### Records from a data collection
☆ ☆ ☆ ☆

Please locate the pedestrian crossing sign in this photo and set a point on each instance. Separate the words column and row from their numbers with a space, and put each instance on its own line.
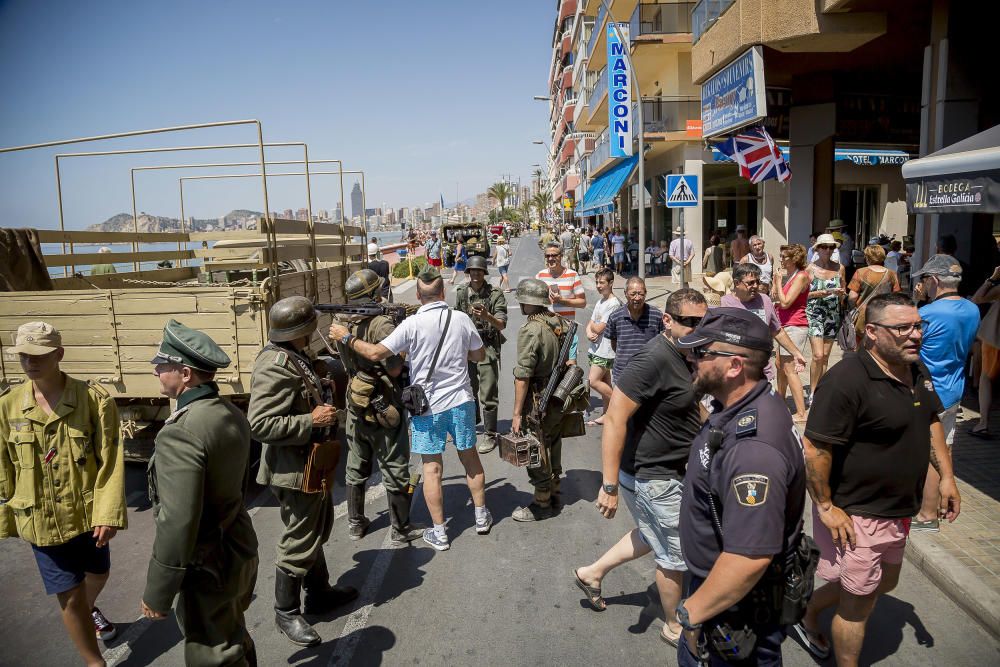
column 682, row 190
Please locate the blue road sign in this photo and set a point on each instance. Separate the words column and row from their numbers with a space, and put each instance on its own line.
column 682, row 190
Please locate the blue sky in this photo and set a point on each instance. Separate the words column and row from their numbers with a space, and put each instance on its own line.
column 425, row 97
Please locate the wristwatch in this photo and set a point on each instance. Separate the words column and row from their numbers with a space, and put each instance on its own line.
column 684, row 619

☆ ☆ ☆ ☆

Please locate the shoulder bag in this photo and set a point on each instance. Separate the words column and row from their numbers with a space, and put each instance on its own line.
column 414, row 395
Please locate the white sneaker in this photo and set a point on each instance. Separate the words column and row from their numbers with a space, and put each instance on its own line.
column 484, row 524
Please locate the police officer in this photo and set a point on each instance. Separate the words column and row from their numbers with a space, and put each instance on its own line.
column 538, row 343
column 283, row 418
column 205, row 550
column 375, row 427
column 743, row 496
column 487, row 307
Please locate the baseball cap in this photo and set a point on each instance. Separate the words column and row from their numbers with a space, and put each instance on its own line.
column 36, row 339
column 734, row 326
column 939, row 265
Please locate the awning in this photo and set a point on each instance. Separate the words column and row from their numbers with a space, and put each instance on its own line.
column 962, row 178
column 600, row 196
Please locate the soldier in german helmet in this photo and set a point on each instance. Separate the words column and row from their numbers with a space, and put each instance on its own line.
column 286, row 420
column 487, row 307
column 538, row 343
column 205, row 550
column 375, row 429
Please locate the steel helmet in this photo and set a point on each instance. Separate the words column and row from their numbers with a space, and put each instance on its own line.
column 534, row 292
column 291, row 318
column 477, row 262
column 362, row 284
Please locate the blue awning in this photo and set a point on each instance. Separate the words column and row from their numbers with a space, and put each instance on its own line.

☆ ☆ ☆ ☆

### What you are asked to do
Rewrite the records from the line containing "Please locate the pedestrian" through the line containing "column 684, row 619", both included, as a JSON list of strings with one string per line and no blank lines. Leave the pictures out.

### Worked answer
[
  "Please locate the pedestrian crossing sign in this photo and set a point on each instance. Separate the words column and row from their numbers with a space, and put each instance on its own line.",
  "column 682, row 190",
  "Please locate the blue road sign in this photo and set a point on each instance. Separate the words column and row from their numbers with a space, and put each instance on its own line.",
  "column 682, row 190",
  "Please locate the blue sky in this photo and set a point on each instance. Separate the words column and row from their numbers with a space, and put each instance on its own line.",
  "column 425, row 97",
  "Please locate the wristwatch in this photo and set a point on each instance. Separate the words column and row from their numbers with a space, and put each instance on its own line.",
  "column 684, row 619"
]